::: TEXT PROVIDED :::
     Unlike the Viking landers in 1976, or the Surveyor landers on the Moon in the 1970s, Mars Pathfinder will use a landing procedure that eschews landing legs -- and the costs and complications that come with them -- with a simpler but untried system that, even if it works, may not be used again in future missions.
[illustration     The landing sequence beings about thirty minutes before Martian landfall. At that time the cruise stage of the spacecraft, which has protected and cooled Mars Pathfinder since launch, is jettisoned. An hour before the cooling fluid in the cruise stage was vented. The spacecraft and aeroshell now make their final approach to the planet.
::: RECORD EXTRACTS :::
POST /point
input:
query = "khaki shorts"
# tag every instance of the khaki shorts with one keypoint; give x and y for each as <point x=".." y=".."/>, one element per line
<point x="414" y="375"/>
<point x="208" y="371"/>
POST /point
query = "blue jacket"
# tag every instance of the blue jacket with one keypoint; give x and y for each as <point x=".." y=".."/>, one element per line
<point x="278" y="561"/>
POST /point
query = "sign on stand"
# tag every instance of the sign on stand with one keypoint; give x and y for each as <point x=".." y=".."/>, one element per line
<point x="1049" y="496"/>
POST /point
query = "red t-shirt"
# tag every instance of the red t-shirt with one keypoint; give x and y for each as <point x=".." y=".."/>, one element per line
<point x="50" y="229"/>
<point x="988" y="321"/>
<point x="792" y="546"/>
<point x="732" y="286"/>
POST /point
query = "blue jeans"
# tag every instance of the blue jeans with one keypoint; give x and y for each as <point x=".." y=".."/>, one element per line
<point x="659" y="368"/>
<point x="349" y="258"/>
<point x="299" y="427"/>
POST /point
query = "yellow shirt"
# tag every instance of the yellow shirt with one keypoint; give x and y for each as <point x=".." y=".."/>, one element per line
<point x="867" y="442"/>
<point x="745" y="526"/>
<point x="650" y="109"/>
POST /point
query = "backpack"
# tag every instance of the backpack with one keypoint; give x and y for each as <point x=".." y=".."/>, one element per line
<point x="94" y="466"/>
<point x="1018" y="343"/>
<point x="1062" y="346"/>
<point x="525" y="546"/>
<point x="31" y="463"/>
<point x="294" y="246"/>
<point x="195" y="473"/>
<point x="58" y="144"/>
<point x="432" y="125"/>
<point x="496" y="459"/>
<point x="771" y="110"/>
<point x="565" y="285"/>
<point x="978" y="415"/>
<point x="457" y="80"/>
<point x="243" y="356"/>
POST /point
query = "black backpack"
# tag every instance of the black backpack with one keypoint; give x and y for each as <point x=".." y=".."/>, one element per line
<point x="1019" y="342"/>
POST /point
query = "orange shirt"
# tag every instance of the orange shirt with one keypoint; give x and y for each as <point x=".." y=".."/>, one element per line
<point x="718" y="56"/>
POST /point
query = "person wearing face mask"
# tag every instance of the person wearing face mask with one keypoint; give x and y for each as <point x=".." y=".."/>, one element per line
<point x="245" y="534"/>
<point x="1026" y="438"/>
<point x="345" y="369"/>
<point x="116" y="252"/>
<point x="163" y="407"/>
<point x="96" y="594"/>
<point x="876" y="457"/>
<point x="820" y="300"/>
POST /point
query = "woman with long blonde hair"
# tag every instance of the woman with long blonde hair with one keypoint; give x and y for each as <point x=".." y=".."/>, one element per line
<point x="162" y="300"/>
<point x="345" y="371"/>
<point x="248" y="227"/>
:::
TASKS TO COMPLETE:
(a) Can you return the part of the Mars Pathfinder landing text that starts with "[illustration     The landing sequence" and goes on through "to the planet."?
(b) How would you supply the next part of the Mars Pathfinder landing text, picking up after its final sentence?
Nothing in the data is required here.

YOUR RESPONSES:
(a)
[illustration     The landing sequence beings about thirty minutes before Martian landfall. At that time the cruise stage of the spacecraft, which has protected and cooled Mars Pathfinder since launch, is jettisoned. An hour before the cooling fluid in the cruise stage was vented. The spacecraft and aeroshell now make their final approach to the planet.

(b)
     About five minutes before landing, the spacecraft encounters the Martian atmosphere at a speed of 26,500 kmph (16,400 mph). The heatshield dissipates the heat of entry into the tenuous Martian atmosphere as the spacecraft suddenly slows from nearly 7.5 km/s to only 0.4 km/s (900 mph). Deceleration reaches a peak of 20 g's, 20 times the force of Earth's gravity, during this time. Accelerometers on the spacecraft use this deceleration as a prompt to start the landing procedure.
     About 2 to 3 minutes after atmospheric entry, a parachute deploys. The 7.3-meter (24-foot) parachute, a modified version of the ones used in the Viking landings, will slow Pathfinder down to only 65 meters/second (145 mph).
[illustration     Twenty seconds after the parachute deploys, the heatshield is removed. The spacecraft itself starts to rappel down a cable attached to the back part of the aeroshell, to which the parachute is attached. This is designed to give the spacecraft room to inflate its airbags.
     Eight seconds before landing, when the spacecraft is about 300 meters (1,000 feet) above the surface, the airbags will inflate. The airbags are inflated in less than a third of a second to a pressure of 1 psi, only about 7 percent of normal atmospheric pressure on Earth but much higher than the pressure of the Martian atmosphere.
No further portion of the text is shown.